> [WHAT IS EXPECTED]:
The response must contain every line of the records that follow, duplicated exactly.

======== DATA SECTION ========

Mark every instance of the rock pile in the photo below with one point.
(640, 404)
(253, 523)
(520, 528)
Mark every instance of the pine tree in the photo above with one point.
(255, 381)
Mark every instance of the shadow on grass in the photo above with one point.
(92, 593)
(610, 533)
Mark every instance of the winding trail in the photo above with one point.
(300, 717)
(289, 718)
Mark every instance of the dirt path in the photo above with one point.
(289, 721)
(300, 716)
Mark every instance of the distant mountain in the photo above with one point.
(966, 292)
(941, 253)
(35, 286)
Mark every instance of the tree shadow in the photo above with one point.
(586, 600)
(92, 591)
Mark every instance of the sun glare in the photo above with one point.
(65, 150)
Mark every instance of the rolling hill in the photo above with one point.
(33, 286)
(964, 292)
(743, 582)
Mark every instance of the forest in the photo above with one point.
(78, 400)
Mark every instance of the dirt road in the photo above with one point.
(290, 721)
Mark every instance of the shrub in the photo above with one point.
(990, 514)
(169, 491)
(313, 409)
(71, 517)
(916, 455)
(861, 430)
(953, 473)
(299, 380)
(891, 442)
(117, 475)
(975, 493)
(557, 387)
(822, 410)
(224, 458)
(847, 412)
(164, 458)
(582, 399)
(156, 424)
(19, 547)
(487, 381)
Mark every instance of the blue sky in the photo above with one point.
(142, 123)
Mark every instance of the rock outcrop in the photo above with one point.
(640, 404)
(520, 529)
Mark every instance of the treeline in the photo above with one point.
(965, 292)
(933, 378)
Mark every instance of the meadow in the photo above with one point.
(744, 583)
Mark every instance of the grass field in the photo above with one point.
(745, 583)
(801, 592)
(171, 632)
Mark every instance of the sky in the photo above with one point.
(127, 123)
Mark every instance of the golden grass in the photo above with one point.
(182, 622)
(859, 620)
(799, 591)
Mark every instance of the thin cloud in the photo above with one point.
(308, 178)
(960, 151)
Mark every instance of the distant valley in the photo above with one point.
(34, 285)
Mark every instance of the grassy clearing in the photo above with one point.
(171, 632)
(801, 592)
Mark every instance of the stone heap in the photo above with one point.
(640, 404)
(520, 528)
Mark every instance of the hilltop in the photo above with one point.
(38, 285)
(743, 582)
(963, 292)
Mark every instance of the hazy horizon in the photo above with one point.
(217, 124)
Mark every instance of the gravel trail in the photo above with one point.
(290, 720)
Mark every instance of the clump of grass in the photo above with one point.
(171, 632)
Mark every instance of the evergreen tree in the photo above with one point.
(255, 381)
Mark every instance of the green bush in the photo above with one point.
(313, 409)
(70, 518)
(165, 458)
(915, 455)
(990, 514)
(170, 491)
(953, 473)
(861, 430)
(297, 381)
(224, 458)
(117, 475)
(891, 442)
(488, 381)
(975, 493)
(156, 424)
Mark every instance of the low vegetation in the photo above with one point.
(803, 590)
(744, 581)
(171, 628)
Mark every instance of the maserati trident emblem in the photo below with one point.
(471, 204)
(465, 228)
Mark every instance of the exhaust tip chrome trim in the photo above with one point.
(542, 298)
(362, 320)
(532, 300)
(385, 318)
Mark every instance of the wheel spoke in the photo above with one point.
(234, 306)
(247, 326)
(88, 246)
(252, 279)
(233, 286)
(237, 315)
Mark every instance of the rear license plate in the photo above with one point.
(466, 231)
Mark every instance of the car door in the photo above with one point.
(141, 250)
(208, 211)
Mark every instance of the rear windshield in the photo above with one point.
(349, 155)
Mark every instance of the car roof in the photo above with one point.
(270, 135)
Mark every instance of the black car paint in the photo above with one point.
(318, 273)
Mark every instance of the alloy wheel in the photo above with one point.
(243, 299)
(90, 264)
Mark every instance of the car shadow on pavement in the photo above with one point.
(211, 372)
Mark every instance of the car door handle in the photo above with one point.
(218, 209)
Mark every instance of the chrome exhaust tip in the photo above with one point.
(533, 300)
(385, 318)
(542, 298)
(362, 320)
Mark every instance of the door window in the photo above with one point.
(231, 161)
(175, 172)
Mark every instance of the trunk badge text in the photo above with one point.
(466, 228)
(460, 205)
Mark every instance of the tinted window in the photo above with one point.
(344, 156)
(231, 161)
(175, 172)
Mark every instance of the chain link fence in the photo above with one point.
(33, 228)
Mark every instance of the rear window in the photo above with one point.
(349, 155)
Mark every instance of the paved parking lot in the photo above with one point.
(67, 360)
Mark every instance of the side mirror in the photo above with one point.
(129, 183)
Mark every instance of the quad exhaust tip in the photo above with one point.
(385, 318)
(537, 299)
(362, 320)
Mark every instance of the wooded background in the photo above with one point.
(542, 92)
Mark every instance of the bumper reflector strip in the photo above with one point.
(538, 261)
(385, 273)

========

> [ANSWER TO THE PROBLEM]:
Mark every instance of the rock pile in the photo below with one point.
(640, 404)
(253, 523)
(520, 528)
Mark every instance of the pine tree in the photo above with one point.
(255, 381)
Mark every instance of the shadow on grass in the photo above with one point.
(92, 593)
(610, 533)
Mark every instance of the winding trail in the photo above with one point.
(300, 717)
(289, 718)
Mark every instance of the dirt path in the photo above with one point.
(289, 721)
(300, 716)
Mark every instance of the distant mountain in the photo above with one point.
(966, 292)
(941, 253)
(35, 286)
Mark every instance of the tree shadow in the photo above with one point.
(586, 600)
(92, 591)
Mark every instance of the sun glare in the photo above with one point.
(65, 150)
Mark every instance of the rolling hill in the photo above with one point.
(33, 286)
(964, 292)
(743, 582)
Mark every instance of the forest in the photo above with one point.
(78, 400)
Mark every instance of the dirt road in the photo above with one point.
(290, 721)
Mark every instance of the shrub in the photo above with one point.
(990, 514)
(169, 491)
(313, 409)
(71, 517)
(916, 455)
(861, 430)
(953, 473)
(299, 380)
(891, 442)
(117, 475)
(975, 493)
(557, 387)
(822, 410)
(224, 458)
(847, 412)
(164, 458)
(582, 399)
(156, 424)
(19, 547)
(487, 381)
Mark every instance of the blue sky in the photo above with one point.
(142, 123)
Mark every instance of the rock outcrop in the photo above with one point.
(640, 404)
(520, 529)
Mark every instance of the treeline in the photo above with one point.
(965, 292)
(933, 378)
Mark every instance of the meadow in the photo above with one point.
(744, 583)
Mark every instance of the grass field in the photo above with one point.
(745, 583)
(801, 592)
(171, 632)
Mark every instance of the sky in the photo above with one point.
(127, 123)
Mark every instance of the golden grass in the photo above with one point.
(182, 622)
(859, 620)
(799, 591)
Mark every instance of the thin cloud in the photo above with one point.
(308, 178)
(960, 151)
Mark every instance of the distant valley in the photo above with one point.
(34, 285)
Mark every instance of the grassy clearing in the photo above with one point.
(171, 632)
(801, 592)
Mark every instance of the stone heap in the photo above with one point.
(640, 404)
(520, 528)
Mark every instance of the hilltop in the photo above with one point.
(38, 285)
(743, 582)
(963, 292)
Mark every instance of the hazy horizon in the photo above with one point.
(217, 124)
Mark every instance of the gravel trail in the photo above with one point.
(290, 720)
Mark every instance of the clump of grass in the photo above with one point.
(171, 632)
Mark every instance of the evergreen tree in the photo above with one point.
(255, 381)
Mark every instance of the green bush in the photo above with one point.
(313, 409)
(70, 518)
(165, 458)
(915, 455)
(990, 514)
(170, 491)
(953, 473)
(861, 430)
(297, 381)
(224, 458)
(117, 475)
(891, 442)
(488, 381)
(975, 493)
(156, 424)
Mark every instance of the low vegetation in the photo above with one point.
(803, 590)
(744, 581)
(171, 628)
Mark every instance of the maserati trident emblem in the photo below with one point.
(471, 204)
(465, 228)
Mark every instance of the exhaust tip chrome trim in the photo above with one point.
(542, 298)
(362, 320)
(532, 300)
(385, 318)
Mark every instance of the wheel spoke in the photo above with one point.
(234, 306)
(247, 326)
(88, 246)
(252, 279)
(233, 286)
(237, 315)
Mark every instance of the rear license plate in the photo above with one point.
(466, 231)
Mark every instance of the car door in the photo above with one point.
(141, 250)
(208, 211)
Mark every instance of the rear windshield in the photo above with one point.
(349, 155)
Mark every instance of the car roof in the photo above with one point.
(270, 135)
Mark every instance of the black car paint in the photo above with one point.
(318, 273)
Mark every instance of the alloy wheel in the photo above with one point.
(243, 299)
(90, 264)
Mark every instance of the car shadow on pavement in the photo above with one point.
(211, 372)
Mark every instance of the car door handle in the photo above with one point.
(218, 209)
Mark every instance of the chrome exhaust tip in the photo above with one point.
(533, 300)
(385, 318)
(542, 298)
(362, 320)
Mark every instance of the door window in the photo above with one point.
(231, 161)
(175, 172)
Mark every instance of the trunk badge text in the photo above with one point.
(466, 228)
(460, 205)
Mark every instance of the tinted window in the photo above with one point.
(344, 156)
(231, 161)
(175, 172)
Mark every instance of the chain link fence in the photo above with one point.
(33, 228)
Mark every instance of the rear window in the photo above with one point.
(349, 155)
Mark every instance of the paved parking lot in the photo above with one point.
(67, 360)
Mark every instance of the side mirror in the photo above with one point.
(129, 183)
Mark every instance of the quad exhaust tip in the photo above with one point.
(385, 318)
(537, 299)
(362, 320)
Mark every instance of the wooded background in the photo above with one point.
(542, 92)
Mark every instance of the bumper reflector strip in the photo above with one point.
(538, 261)
(385, 273)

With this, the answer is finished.